● **TEXT SEGMENT**:
────────

Speaker 1 (40:00): Yes. With Jobs business program on CNN?

Sudha Shenoy (40:04): Yes. Yes. I was horrified when

Speaker 1 (40:06): I No. No. He’s become from some unknown reason of being a protectionist. And I can’t quite figure that out unless he’s planning on running for president someday.

Sudha Shenoy (40:17): But

Speaker 1 (40:19): he turned his guns last week to the the export of service jobs to India

Sudha Shenoy (40:25): Mhmm.

Speaker 1 (40:26): And other countries. And he had a a professor, a business professor from New York. I think he’s a management professor from New York University of Columbia. And he made a very good argument that the export of these service jobs actually saves jobs in The United States because companies that basically were in the absence of these service jobs being exported abroad, that they would have to shut down or at least curtail operations

Speaker 3 (40:58): in The

Speaker 1 (40:58): United States so that our retail operations and finance and electronics can remain viable simply by exporting various categories of of service jobs.

Speaker 3 (41:15): I think it was a

Speaker 1 (41:17): good argument that he that he made it. Well, it actually was effective in encountering the docs. The only sad part of that was that they reported the the next night that the that that professor had died.

Sudha Shenoy (41:29): Oh, yeah. Overnight. Mhmm. All

Speaker 2 (41:31): of those were talking about.

Speaker 3 (41:33): Okay. Well, I don’t know. But it’s

Speaker 1 (41:36): it’s an interesting development.

Sudha Shenoy (41:38): Yeah. Well, I mean, it’s it’s common sense says if you can get something cheaply, a fraction of what it used to cost you, it’s a good thing. You know, you’ve got the extra income, output, whatever to do something else with. So that if the Asians can supply particular services, particular goods or whatever, anybody can supply it. A fact a fraction of the previous cost. You can now use your resources to produce the whole range of other things. As I said, the only trouble is that the other things which you produce will not come with these labels tied around their necks saying, you know, remember those cheap imports, we are the result of, you know, increased output. So therefore, one has to argue in a sense it is a completely abstract argument, which I think many people would find difficult to to follow through.

────────

(Items stored from a collection)
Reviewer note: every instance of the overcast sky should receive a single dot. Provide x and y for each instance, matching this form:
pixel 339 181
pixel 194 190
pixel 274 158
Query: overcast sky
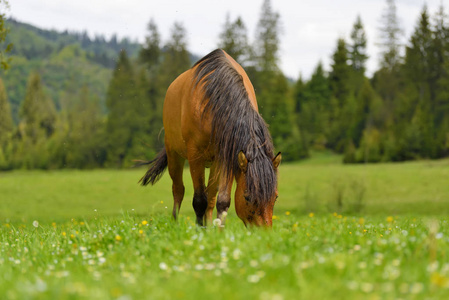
pixel 310 28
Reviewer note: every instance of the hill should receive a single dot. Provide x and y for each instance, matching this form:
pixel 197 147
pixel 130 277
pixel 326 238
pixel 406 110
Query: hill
pixel 66 61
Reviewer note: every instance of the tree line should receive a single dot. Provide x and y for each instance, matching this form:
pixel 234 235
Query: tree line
pixel 400 113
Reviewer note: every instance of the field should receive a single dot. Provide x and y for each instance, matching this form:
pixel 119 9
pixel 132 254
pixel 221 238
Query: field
pixel 339 232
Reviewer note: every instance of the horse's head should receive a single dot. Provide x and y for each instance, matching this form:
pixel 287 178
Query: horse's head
pixel 256 190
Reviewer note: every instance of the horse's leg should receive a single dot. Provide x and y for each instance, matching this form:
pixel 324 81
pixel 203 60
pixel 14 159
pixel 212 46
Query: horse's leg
pixel 224 198
pixel 199 190
pixel 211 192
pixel 175 169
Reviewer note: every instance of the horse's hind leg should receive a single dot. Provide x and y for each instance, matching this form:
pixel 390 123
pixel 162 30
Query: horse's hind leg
pixel 175 169
pixel 199 195
pixel 224 198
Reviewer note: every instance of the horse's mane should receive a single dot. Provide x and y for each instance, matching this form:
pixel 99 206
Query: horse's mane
pixel 236 126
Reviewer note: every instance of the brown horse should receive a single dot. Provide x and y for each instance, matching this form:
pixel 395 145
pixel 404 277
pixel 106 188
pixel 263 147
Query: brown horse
pixel 211 119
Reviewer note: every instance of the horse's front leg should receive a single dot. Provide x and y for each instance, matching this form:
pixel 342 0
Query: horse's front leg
pixel 211 192
pixel 199 190
pixel 224 198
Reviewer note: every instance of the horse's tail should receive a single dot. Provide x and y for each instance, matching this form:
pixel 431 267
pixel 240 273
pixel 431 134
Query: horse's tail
pixel 156 168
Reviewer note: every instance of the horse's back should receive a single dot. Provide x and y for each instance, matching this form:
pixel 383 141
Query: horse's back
pixel 185 125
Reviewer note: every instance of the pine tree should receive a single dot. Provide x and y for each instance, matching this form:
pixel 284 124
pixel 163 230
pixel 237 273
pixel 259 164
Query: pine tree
pixel 6 128
pixel 340 75
pixel 357 53
pixel 439 77
pixel 4 59
pixel 234 40
pixel 86 137
pixel 6 123
pixel 391 34
pixel 150 52
pixel 119 100
pixel 37 111
pixel 176 57
pixel 417 58
pixel 313 120
pixel 267 39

────────

● **GOALS**:
a) Answer these questions from the transcript about exporting service jobs:
(i) Speaker 1 names one country as the destination of the exported service jobs. Which country is it?
(ii) Which three areas of business does Speaker 1 say can remain viable by exporting service jobs?
(iii) According to Sudha Shenoy, what will the other things produced with freed resources not come with?
b) Write the next part of the transcript about exporting service jobs, starting after its final sentence.
You won't need any of this data.

● **RESPONSES IN ORDER**:
a)
(i) India.
(ii) Retail operations, finance and electronics.
(iii) Labels tied around their necks saying they are the result of cheap imports and increased output.

b)
Speaker 2 (42:29): Can I ask about the the politics of these international trade negotiations? It seems that at at the Cancun that talks to World Trade Organization, the developing world represented on balance, of course, for free trade, and the industrialized world is all for harmonization of regulation, opening up tariffs, removing tariffs abroad, but keeping them on at home, and generally promoting a kind of regulatory protectionist program. Is that a new development, or is it just more visible now that we have these international trade talks? Is the developing world always been a force for liberalization?

Sudha Shenoy (43:10): Yes. The developing world would have been here long since if it hadn’t been for your blessed development economists who taught the policymakers there that you have to subsidize, you have to regulate, you have to plan, etcetera. The developing world is developed only after all that was dropped. And therefore, they are now discovering, of course, that, you know, all these things are a real problem now. Again, I think in these in these circumstances, given that all governments are going to be doing something nasty all the time, the best principle for everybody is unilateral free trade. Okay. So The US negotiators come out and say, open up your economies. We want to send goods and let them get the goods. The Americans by maintaining their tariffs are cutting off their nose to spite their face. They are busy buying things at higher cost than they need to. We can buy whatever Americans produce at world prices. Why should we you know, why complain?

Speaker 3 (44:20): I I have two questions. Strictly speaking true so that the trade deficit was not financed by dollars. And you printed okay, but I didn’t see — none of your figures seem actually to address this point.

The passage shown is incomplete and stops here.